---------- Records for this exercise

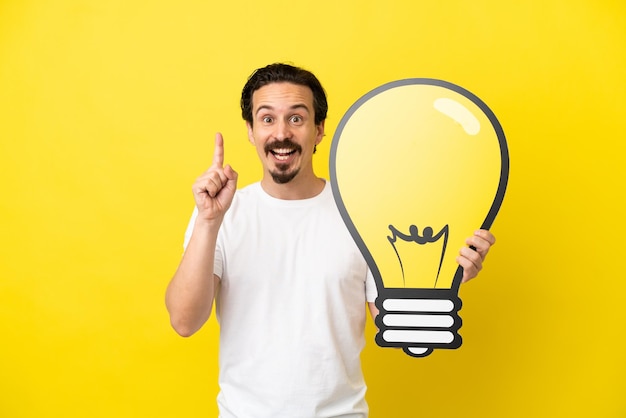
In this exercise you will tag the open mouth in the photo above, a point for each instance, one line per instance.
(282, 154)
(283, 150)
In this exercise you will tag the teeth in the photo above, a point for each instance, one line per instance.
(282, 154)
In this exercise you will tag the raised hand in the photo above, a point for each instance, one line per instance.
(213, 191)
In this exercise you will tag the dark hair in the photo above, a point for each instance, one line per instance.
(284, 73)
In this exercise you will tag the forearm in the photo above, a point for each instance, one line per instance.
(190, 294)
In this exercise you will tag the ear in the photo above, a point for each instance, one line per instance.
(250, 134)
(320, 132)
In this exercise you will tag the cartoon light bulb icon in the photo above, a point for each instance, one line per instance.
(416, 166)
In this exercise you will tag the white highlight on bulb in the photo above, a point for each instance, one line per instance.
(458, 113)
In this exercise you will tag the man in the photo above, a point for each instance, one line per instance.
(290, 285)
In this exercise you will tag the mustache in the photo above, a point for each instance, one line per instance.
(285, 143)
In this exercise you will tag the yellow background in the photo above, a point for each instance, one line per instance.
(107, 114)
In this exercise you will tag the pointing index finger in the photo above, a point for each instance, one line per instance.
(218, 152)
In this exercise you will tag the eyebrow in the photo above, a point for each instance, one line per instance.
(293, 107)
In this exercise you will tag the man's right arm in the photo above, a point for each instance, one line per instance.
(191, 292)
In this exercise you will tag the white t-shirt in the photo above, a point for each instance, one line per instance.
(291, 308)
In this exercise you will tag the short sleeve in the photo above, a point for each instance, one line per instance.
(371, 293)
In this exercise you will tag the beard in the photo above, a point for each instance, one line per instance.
(282, 174)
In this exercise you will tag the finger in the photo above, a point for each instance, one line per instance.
(218, 151)
(479, 244)
(471, 262)
(486, 235)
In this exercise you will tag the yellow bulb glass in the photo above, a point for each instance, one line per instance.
(417, 166)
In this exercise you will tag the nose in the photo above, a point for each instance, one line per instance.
(282, 130)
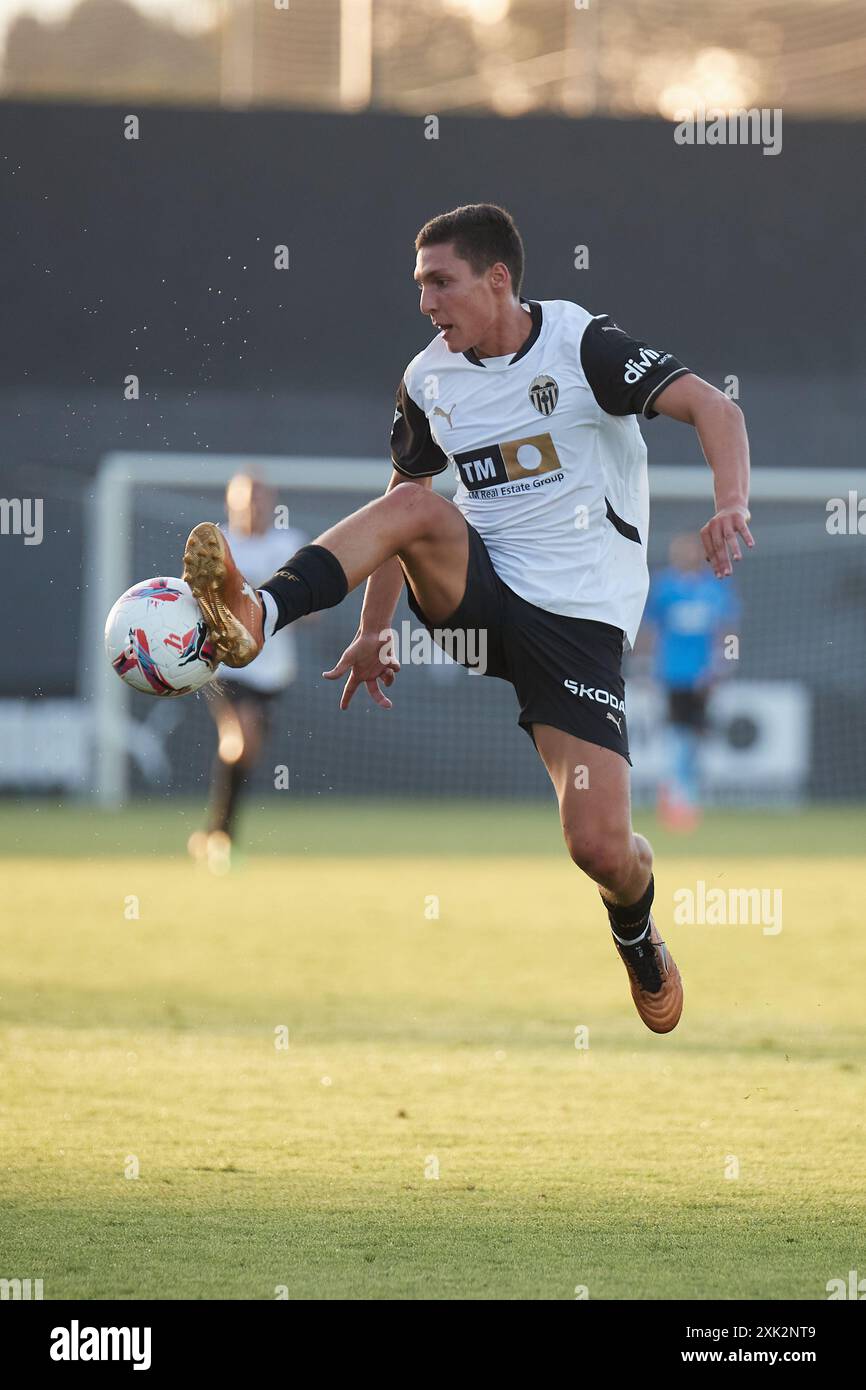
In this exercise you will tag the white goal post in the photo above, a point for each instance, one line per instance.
(110, 545)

--------------------

Reproduce the full listing faithfully, but do not carry over any pictures.

● Reply to the task:
In this exercise you will tag the open mouth in the photo above, a point for each instance, one line per instance.
(282, 154)
(283, 150)
In this exercise you will tag the teeth in the photo above, a point for each instance, one line per instance.
(282, 154)
In this exercise you will tag the raised hand in the photo above, a point for each instance, one line per instance.
(213, 191)
In this exercise you will tag the dark hair in the photo above, a point for each instance, one line per instance.
(284, 73)
In this exercise you will tag the forearm in the photo above, a point for each instance, one line per instance.
(190, 294)
In this exercise you will tag the ear in the photo above, a point for each instance, one line per instance.
(250, 134)
(320, 132)
In this exercise you will tag the cartoon light bulb icon in the photo above, a point for each instance, one line per instance.
(416, 166)
In this exercise you will tag the white highlight on bulb in the photo above, a point for each instance, one line per instance.
(458, 113)
In this exercise you will tag the man in the photo above, a point for each instance, one line per instance.
(290, 285)
In this exercise you will tag the mustache in the photo above, a point for each instance, one line per instance.
(285, 143)
In this exercise you will tag the yellow background in the photo above, a point for each instance, one line per instance.
(107, 114)
In this exercise you will tag the pointing index finger in the photo above, a point for each instance, one line per instance.
(218, 152)
In this exercise you will tag the eyebrow in the photo above, a point for each instance, one line per instance.
(293, 107)
In this exercise you will tag the man's right arm in the photo above, a point for each instance, one line per instance.
(191, 292)
In this exercise you will tag the white t-shirt in the photo above, a point for each instance, one line per instance.
(291, 308)
In this exercise you will tag the short sleeve in the photo above, a point for each instance, one line per instance.
(371, 293)
In this exercise you will tag the beard in the photo above, a point for each instance, one line per instance.
(282, 174)
In this exercise you will tag the finger in the photo above, a point for each instance, one line per instance.
(218, 151)
(479, 244)
(471, 262)
(486, 235)
In this exercise you will tag the yellow bulb glass in the photo above, a point for each instance, one line per instance.
(417, 166)
In this exercise you will tag the nose in the photo above, a point for each instance, one line per instance.
(282, 130)
In this exercise you will tag the white goal post in the photo above, a point for each instance, one line per instance.
(110, 545)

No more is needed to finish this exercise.